-- BEGIN Input for this task --

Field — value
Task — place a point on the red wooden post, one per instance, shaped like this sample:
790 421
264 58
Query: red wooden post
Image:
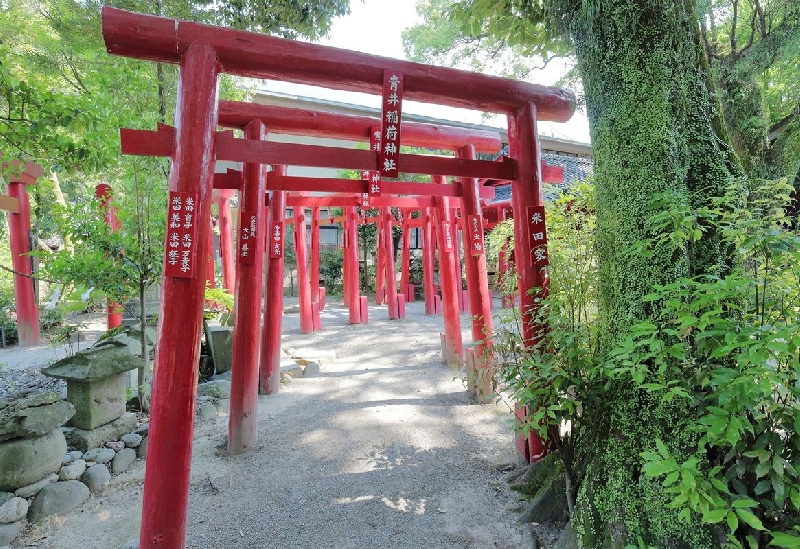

-- END Input for this task --

- [Work required]: Copy the rows above verbatim, leaving out the pictures.

- [Problem solution]:
Field — value
Task — place a point on the red wooden post, one per instance, shaped like this sample:
790 421
264 58
Query: red wooden post
Image:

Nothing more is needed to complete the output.